• **SOURCE DATA**:
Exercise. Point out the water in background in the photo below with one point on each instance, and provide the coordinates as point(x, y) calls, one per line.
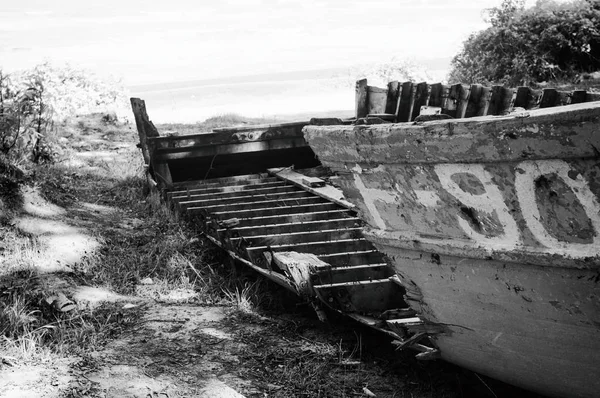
point(283, 99)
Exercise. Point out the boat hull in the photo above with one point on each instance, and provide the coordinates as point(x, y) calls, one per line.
point(493, 224)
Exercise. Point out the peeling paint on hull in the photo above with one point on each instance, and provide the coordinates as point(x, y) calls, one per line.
point(494, 224)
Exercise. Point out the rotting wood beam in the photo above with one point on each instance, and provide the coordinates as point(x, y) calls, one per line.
point(252, 205)
point(249, 190)
point(283, 210)
point(233, 189)
point(327, 192)
point(235, 200)
point(165, 154)
point(300, 226)
point(276, 219)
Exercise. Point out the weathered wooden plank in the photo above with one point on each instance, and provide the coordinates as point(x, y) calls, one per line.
point(365, 297)
point(475, 92)
point(230, 136)
point(299, 267)
point(500, 100)
point(298, 217)
point(215, 189)
point(233, 208)
point(325, 247)
point(484, 101)
point(353, 273)
point(165, 154)
point(327, 192)
point(266, 189)
point(407, 98)
point(578, 96)
point(362, 98)
point(292, 195)
point(549, 98)
point(522, 97)
point(421, 99)
point(461, 93)
point(270, 239)
point(376, 99)
point(435, 95)
point(145, 127)
point(251, 179)
point(590, 97)
point(391, 105)
point(300, 226)
point(277, 211)
point(345, 259)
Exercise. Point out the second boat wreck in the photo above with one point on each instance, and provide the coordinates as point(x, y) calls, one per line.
point(482, 235)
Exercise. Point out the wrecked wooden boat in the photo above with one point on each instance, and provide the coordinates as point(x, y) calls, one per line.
point(260, 193)
point(475, 239)
point(492, 223)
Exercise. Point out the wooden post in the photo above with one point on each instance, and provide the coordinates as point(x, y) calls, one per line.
point(391, 105)
point(578, 96)
point(475, 92)
point(421, 98)
point(406, 102)
point(435, 96)
point(445, 99)
point(484, 101)
point(362, 101)
point(146, 130)
point(522, 97)
point(549, 98)
point(376, 100)
point(462, 93)
point(500, 100)
point(144, 126)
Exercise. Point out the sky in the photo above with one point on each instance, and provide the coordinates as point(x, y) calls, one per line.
point(154, 41)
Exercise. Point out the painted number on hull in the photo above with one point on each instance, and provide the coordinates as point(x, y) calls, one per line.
point(526, 175)
point(489, 200)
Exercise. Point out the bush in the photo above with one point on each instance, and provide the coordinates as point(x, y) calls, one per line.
point(550, 41)
point(33, 100)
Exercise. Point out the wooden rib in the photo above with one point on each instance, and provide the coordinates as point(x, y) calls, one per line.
point(341, 259)
point(361, 99)
point(224, 182)
point(339, 223)
point(164, 154)
point(578, 97)
point(271, 188)
point(391, 105)
point(407, 97)
point(549, 98)
point(254, 206)
point(283, 210)
point(291, 194)
point(327, 192)
point(300, 217)
point(353, 273)
point(500, 100)
point(422, 92)
point(319, 248)
point(301, 237)
point(475, 92)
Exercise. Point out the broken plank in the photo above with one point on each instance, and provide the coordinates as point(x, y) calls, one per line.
point(327, 192)
point(299, 266)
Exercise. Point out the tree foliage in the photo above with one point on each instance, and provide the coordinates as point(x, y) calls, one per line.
point(549, 41)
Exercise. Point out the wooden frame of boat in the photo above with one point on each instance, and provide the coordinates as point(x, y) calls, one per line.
point(480, 243)
point(493, 224)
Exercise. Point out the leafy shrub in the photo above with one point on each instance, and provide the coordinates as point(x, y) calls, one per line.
point(33, 100)
point(550, 41)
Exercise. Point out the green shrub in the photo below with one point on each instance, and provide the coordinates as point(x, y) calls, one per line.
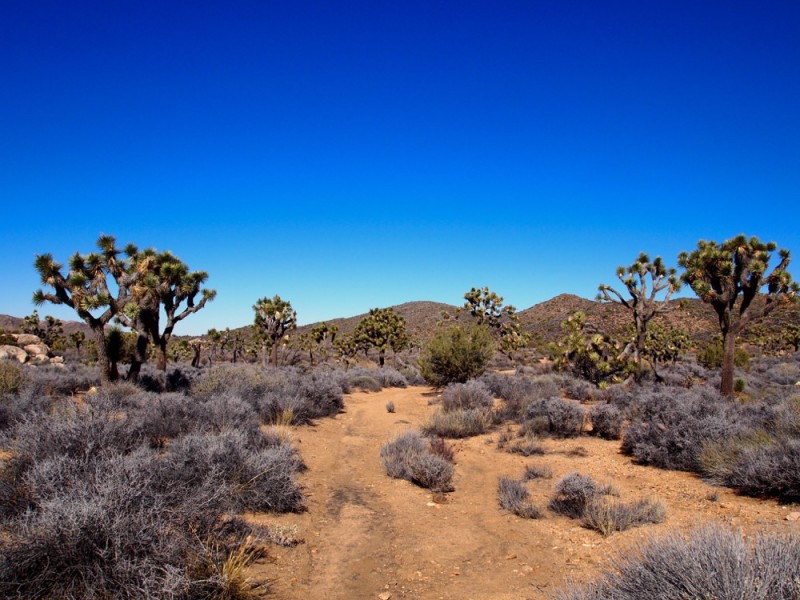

• **THE EXERCISE**: Copy all of the items above word for word, and leave the pictures out of your copy.

• **RESULT OF THE EXERCISE**:
Exercise. Point out the water in background in the photo below with one point on each instance, and provide the coordinates as point(x, y) calls, one per line.
point(283, 99)
Exercise. Point out the boat hull in the photo above with one point on each instance, and provide the coordinates as point(x, y) calls, one per line.
point(493, 224)
Exercise. Point out the peeling paint on hull in the photo above with one point on each instance, and provide the coordinates as point(x, y) calls, one per line.
point(494, 224)
Exercise. Point out the rotting wood beam in the photo above with one point on each instance, and provide the coordinates as point(x, y) calls, one per line.
point(252, 205)
point(249, 190)
point(283, 210)
point(233, 189)
point(327, 192)
point(235, 200)
point(165, 154)
point(300, 226)
point(276, 219)
Exercise. Point out the weathered wooden plank in the photo above with one point on each instance, and provide the coordinates as point(x, y) calls, one per line.
point(365, 297)
point(475, 92)
point(230, 136)
point(299, 267)
point(500, 100)
point(298, 217)
point(215, 189)
point(233, 208)
point(325, 247)
point(484, 101)
point(353, 273)
point(165, 154)
point(327, 192)
point(266, 189)
point(407, 98)
point(578, 96)
point(362, 98)
point(292, 195)
point(549, 98)
point(522, 97)
point(421, 99)
point(461, 93)
point(270, 239)
point(376, 99)
point(435, 95)
point(145, 127)
point(251, 179)
point(590, 97)
point(391, 105)
point(300, 226)
point(277, 211)
point(345, 259)
Exercise. Point out the second boat wreck in the photo above with one point on each instance, and provide the coordinates as point(x, y) calls, one per line.
point(482, 235)
Exercise. Point out the wrecked wooden boat in the photo above with one point on each instance, and provide the coordinates as point(x, y) calls, one per line.
point(260, 193)
point(475, 239)
point(492, 223)
Exercise. Point out the wooden post in the photo above with one point on each instance, and provide the coordinates as point(x, y) calls, one per line.
point(391, 105)
point(578, 96)
point(475, 92)
point(421, 98)
point(406, 102)
point(435, 96)
point(445, 99)
point(484, 101)
point(362, 101)
point(146, 130)
point(522, 97)
point(549, 98)
point(376, 100)
point(462, 93)
point(500, 100)
point(144, 126)
Exercise. Point out the sky in the photo above with one point on each instance, and provide the coordinates as point(x, y) calls, one per line.
point(154, 41)
Exercise. Point out the painted number on hull in the photo above with one point on each instance, and provide the coordinates as point(x, y) calls, one per line.
point(526, 175)
point(489, 200)
Exercise. Point out the bush in the photo above with one point on each instance, and provide the coordinates as point(x, y) calls, one per line.
point(550, 41)
point(33, 100)
Exercise. Point out the wooden rib in the photo above with one point on each instance, and provide the coordinates as point(x, y) calls, one per line.
point(341, 259)
point(361, 99)
point(224, 182)
point(339, 223)
point(164, 154)
point(578, 97)
point(271, 188)
point(391, 105)
point(407, 97)
point(549, 98)
point(254, 206)
point(283, 210)
point(291, 194)
point(327, 192)
point(300, 217)
point(353, 273)
point(500, 100)
point(422, 92)
point(319, 248)
point(301, 237)
point(475, 92)
Exercise. Point out the broken plank in the photo above with one point on each instance, and provide the coordinates as point(x, y) calls, one per line.
point(327, 192)
point(299, 266)
Exercise. Point out the tree foliage in the photo above with one point on each instance, and provide the coordinates as point(x, y) calls, one per line.
point(549, 41)
Exercise. Point out the wooden frame of boat in the photo above with one point on each instance, and provide the coordinates as point(x, y) calls, one per line.
point(480, 243)
point(493, 224)
Exercise. Point out the leafy shrub in the photo above with one point on each instance, and provide the coordinates as point(x, y) calls, one per line.
point(33, 100)
point(550, 41)
Exercise. Point out the green shrub in the photo below with one point on each instance, and provide the coordinates as point(x, y) calls, one per line.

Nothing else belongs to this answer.